[PROMPT]
Copy out the entire listing below line for line, changing nothing.

-- Start DATA RECORDS --

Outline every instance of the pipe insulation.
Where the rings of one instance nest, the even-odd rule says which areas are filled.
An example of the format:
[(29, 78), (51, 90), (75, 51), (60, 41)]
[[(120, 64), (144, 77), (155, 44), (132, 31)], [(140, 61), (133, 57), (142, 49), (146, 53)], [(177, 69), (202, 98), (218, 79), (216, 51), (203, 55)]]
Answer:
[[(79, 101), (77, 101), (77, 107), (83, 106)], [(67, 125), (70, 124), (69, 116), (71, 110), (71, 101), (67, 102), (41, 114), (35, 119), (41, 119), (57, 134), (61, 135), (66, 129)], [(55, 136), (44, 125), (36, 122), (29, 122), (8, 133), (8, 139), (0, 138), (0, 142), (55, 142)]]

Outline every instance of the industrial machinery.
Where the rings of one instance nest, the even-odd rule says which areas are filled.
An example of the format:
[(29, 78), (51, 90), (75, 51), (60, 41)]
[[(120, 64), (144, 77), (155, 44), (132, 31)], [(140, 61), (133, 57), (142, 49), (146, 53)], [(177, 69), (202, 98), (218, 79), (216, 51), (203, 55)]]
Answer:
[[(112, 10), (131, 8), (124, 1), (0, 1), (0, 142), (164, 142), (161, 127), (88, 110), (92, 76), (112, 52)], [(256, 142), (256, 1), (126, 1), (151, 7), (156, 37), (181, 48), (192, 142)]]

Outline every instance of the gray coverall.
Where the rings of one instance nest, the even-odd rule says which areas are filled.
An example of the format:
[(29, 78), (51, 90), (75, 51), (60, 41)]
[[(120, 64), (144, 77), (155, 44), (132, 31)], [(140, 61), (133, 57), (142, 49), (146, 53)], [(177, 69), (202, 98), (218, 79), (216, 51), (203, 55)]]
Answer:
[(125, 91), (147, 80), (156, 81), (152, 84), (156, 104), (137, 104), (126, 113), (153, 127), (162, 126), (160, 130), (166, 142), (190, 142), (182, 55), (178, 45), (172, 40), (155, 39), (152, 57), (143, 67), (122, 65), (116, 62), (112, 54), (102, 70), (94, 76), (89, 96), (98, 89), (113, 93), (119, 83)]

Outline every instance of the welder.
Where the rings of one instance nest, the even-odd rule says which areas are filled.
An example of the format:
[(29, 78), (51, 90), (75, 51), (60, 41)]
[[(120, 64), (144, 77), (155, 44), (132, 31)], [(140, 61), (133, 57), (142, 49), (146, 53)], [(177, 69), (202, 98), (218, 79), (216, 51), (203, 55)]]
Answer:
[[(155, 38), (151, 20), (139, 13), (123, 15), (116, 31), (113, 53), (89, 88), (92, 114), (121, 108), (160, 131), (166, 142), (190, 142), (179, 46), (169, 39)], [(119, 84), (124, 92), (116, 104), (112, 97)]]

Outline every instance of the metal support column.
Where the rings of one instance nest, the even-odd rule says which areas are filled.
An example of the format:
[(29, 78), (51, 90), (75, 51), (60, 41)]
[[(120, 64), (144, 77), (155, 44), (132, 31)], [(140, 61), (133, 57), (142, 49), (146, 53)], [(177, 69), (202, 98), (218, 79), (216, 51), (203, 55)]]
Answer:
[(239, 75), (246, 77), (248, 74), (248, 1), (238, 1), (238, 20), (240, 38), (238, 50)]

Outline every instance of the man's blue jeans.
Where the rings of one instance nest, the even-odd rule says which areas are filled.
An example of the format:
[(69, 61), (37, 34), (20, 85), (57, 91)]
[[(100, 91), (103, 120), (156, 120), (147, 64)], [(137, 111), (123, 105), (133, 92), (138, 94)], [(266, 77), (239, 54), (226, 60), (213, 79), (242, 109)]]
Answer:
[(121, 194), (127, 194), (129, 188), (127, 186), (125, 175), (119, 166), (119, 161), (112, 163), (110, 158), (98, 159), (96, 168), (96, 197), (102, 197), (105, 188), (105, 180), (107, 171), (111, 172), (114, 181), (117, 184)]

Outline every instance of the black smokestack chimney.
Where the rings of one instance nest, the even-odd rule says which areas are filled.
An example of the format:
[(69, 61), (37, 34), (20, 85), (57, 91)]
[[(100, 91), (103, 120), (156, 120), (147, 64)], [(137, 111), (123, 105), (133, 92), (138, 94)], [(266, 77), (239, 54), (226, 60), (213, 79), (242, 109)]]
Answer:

-- End DATA RECORDS --

[COMPLETE OUTPUT]
Outline every instance of the pipe insulation.
Where the rings of one instance nest, the even-odd rule says which areas are filled.
An example of the format:
[(29, 78), (51, 90), (75, 51), (60, 41)]
[[(120, 64), (144, 77), (155, 44), (132, 31)], [(140, 61), (133, 57), (142, 49), (146, 53)], [(177, 69), (202, 98), (218, 79), (216, 51), (203, 55)]]
Answer:
[[(79, 101), (77, 101), (77, 107), (83, 106)], [(67, 125), (70, 124), (69, 116), (71, 110), (71, 101), (67, 102), (41, 114), (35, 119), (41, 119), (57, 134), (61, 135), (66, 129)], [(55, 136), (44, 125), (36, 122), (29, 122), (8, 133), (8, 139), (0, 138), (0, 142), (55, 142)]]

Outline every instance of the industrial machinery.
Where the rings of one instance nest, the even-odd rule says which areas are filled.
An example of the format:
[(29, 78), (51, 90), (75, 51), (60, 41)]
[[(120, 64), (144, 77), (155, 44), (132, 31)], [(140, 61), (133, 57), (142, 49), (146, 53)], [(177, 69), (202, 98), (218, 79), (216, 51), (203, 55)]]
Answer:
[[(112, 10), (131, 8), (124, 1), (0, 1), (0, 142), (164, 142), (161, 127), (88, 110), (92, 76), (112, 52)], [(256, 142), (256, 1), (126, 1), (151, 7), (156, 37), (181, 48), (192, 142)]]

Outline every instance of the gray coverall.
Where the rings of one instance nest, the even-odd rule says which areas are filled.
An example of the format:
[(29, 78), (51, 90), (75, 51), (60, 41)]
[[(120, 64), (144, 77), (155, 44), (132, 31)], [(140, 61), (133, 57), (142, 49), (146, 53)], [(177, 69), (202, 98), (218, 79), (216, 51), (203, 55)]]
Answer:
[(125, 91), (147, 80), (156, 81), (152, 84), (156, 104), (137, 104), (126, 113), (153, 127), (162, 126), (160, 130), (166, 142), (190, 142), (182, 55), (178, 45), (172, 40), (155, 39), (152, 57), (143, 67), (122, 65), (116, 62), (112, 54), (102, 70), (94, 76), (89, 96), (98, 89), (113, 93), (119, 83)]

Outline every instance of the welder.
Where the rings of one instance nest, the even-odd rule says which areas are filled.
An example of the format:
[(29, 78), (51, 90), (75, 51), (60, 41)]
[[(120, 64), (144, 77), (155, 44), (132, 31)], [(140, 61), (133, 57), (142, 49), (146, 53)], [(177, 69), (202, 98), (218, 79), (216, 51), (203, 55)]]
Answer:
[[(155, 38), (151, 20), (139, 13), (123, 15), (116, 31), (113, 53), (89, 88), (92, 114), (121, 108), (160, 131), (166, 142), (190, 142), (179, 46), (169, 39)], [(119, 84), (124, 92), (116, 104), (112, 97)]]

Outline every instance of the metal support column.
Where the rings of one instance nest, the even-odd rule says which areas are filled.
An example of the format:
[(29, 78), (51, 90), (75, 51), (60, 41)]
[[(120, 64), (144, 77), (155, 44), (132, 31)], [(140, 61), (133, 57), (142, 49), (146, 53)], [(177, 69), (202, 98), (218, 79), (216, 51), (203, 55)]]
Answer:
[(239, 75), (246, 77), (248, 74), (248, 1), (238, 1), (238, 20), (240, 38), (238, 50)]

Outline every instance of the man's blue jeans.
Where the rings of one instance nest, the even-odd rule says which areas are filled.
An example of the format:
[(69, 61), (37, 34), (20, 85), (57, 91)]
[[(100, 91), (103, 120), (156, 120), (147, 64)], [(137, 111), (123, 105), (133, 92), (138, 94)], [(266, 77), (239, 54), (226, 60), (213, 79), (242, 109)]]
Answer:
[(121, 194), (127, 194), (129, 188), (127, 186), (125, 175), (119, 166), (119, 161), (112, 163), (110, 158), (98, 159), (96, 168), (96, 197), (102, 197), (105, 188), (105, 180), (107, 171), (111, 172), (114, 181), (117, 184)]

Outline every instance of the black smokestack chimney.
Where the rings of one instance nest, the even-odd rule says which areas are filled.
An example of the format:
[(69, 61), (37, 34), (20, 85), (57, 91)]
[[(100, 91), (103, 120), (156, 120), (147, 64)], [(137, 111), (123, 105), (133, 92), (138, 94)], [(266, 77), (239, 54), (226, 60), (213, 79), (242, 109)]]
Answer:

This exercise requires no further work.